Objectives -
(a) According to the insurance duty-to-defend article, what did the School District ask the court to make its insurer pay?
(b) Continue the insurance duty-to-defend article from its last sentence.

Insurance Duty to Defend.

Byline: Derek Hawkins

Case Name: Roger Choinsky, et al. v. Employers Insurance Company of Wausau and Wausau Business, et al.

Case No.: 2020 WI 13

Focus: Insurance Duty to Defend

The Germantown School District Board of Education and Germantown School District (collectively, the "School District") seek review of a court of appeals decision affirming the circuit court's order and judgment, which denied the School District's motion for attorney fees. The School District argues that its insurers, Employers Insurance Company of Wausau and Wausau Business Insurance Company (collectively, the "Insurer"), breached the duty to defend the School District in a lawsuit brought by retired employees; therefore, the School District claims its Insurer should pay, as a remedy for the breach, all the attorney fees incurred by the School District.

This case presents an insurance coverage duty-to-defend issue of first impression: does an insurer breach its duty to defend its insured when it denies a tendered claim and then follows the judicially preferred procedure of filing a motion to intervene and stay the underlying lawsuit pending a coverage determination, which is ultimately resolved in the insured's favor? Additionally, we consider the insurer's obligations in order to avoid breaching its duty to defend when the circuit court denies the motion to stay.

(Extracted records)
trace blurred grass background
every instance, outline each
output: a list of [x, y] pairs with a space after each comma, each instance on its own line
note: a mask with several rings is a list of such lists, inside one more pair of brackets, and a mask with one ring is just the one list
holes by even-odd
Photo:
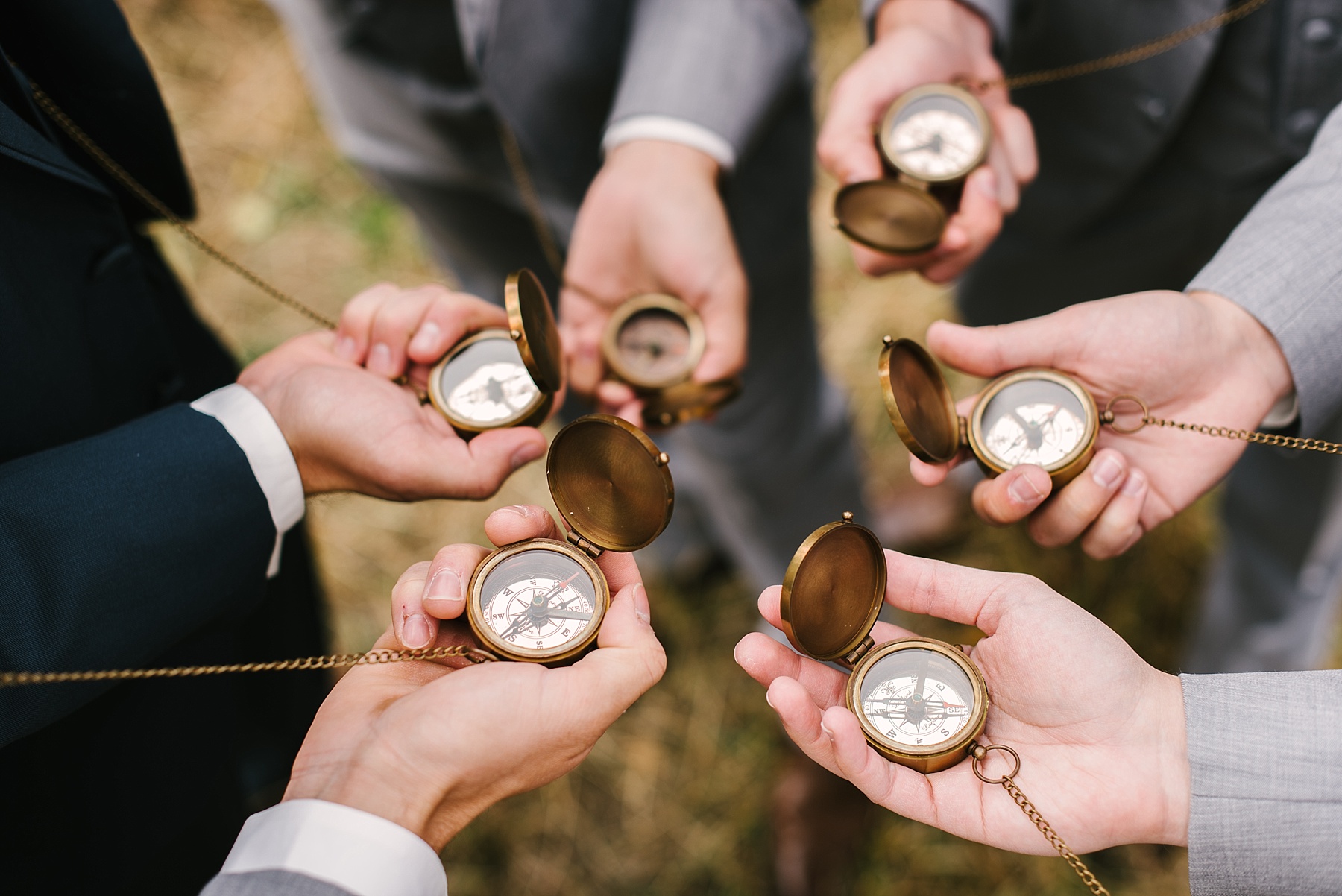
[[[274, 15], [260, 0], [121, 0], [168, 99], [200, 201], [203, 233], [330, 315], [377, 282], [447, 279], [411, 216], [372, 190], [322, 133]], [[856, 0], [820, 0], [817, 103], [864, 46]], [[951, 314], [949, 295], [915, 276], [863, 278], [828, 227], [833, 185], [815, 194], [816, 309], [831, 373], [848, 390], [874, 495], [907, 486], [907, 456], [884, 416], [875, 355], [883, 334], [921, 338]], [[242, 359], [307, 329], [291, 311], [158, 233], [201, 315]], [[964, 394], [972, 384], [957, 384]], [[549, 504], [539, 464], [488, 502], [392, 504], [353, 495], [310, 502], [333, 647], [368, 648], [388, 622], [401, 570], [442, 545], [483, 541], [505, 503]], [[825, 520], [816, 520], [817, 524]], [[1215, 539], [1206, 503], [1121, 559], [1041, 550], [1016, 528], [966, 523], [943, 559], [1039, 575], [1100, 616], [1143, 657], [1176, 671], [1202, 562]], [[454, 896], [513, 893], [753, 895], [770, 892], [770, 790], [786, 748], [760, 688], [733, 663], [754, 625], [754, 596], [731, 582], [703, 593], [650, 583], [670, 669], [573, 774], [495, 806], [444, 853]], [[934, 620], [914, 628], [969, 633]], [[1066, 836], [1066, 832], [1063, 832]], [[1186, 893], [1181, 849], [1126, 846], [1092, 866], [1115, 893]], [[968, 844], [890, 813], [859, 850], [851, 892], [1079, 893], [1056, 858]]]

...

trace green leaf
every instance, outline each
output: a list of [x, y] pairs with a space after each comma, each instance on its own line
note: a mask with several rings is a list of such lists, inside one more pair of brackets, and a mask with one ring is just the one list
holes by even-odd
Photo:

Outputs in order -
(a) All the attorney fees the School District incurred, as a remedy for the insurer's breach of the duty to defend.

(b)
We conclude that when an insurer initially denies a tendered claim but promptly proceeds with one of our judicially preferred methods for determining coverage, it does not breach its duty to defend. If a circuit court denies any part of an insurer's motion to bifurcate the coverage issue from the underlying liability lawsuit and stay the latter, causing an insured to simultaneously defend the liability suit and litigate coverage against the insurer, an insurer must defend its insured in the liability lawsuit, retroactive to the date of tender, under a reservation of rights, until a court decides the coverage issue. Because the School District's Insurer followed this procedure, the Insurer did not breach its duty to defend and the Insurer is not responsible for any of the attorney fees the School District paid for the coverage dispute. See Newhouse v. Citizens Sec. Mut. Ins. Co., 176 Wis. 2d 824, 832-39, 501 N.W.2d 1 (1993) (when an insurer follows a judicially preferred method, the insurer "runs no risk of breaching its duty to defend"); see also Carney v. Village of Darien, 60 F.3d 1273, 1277 (7th Cir...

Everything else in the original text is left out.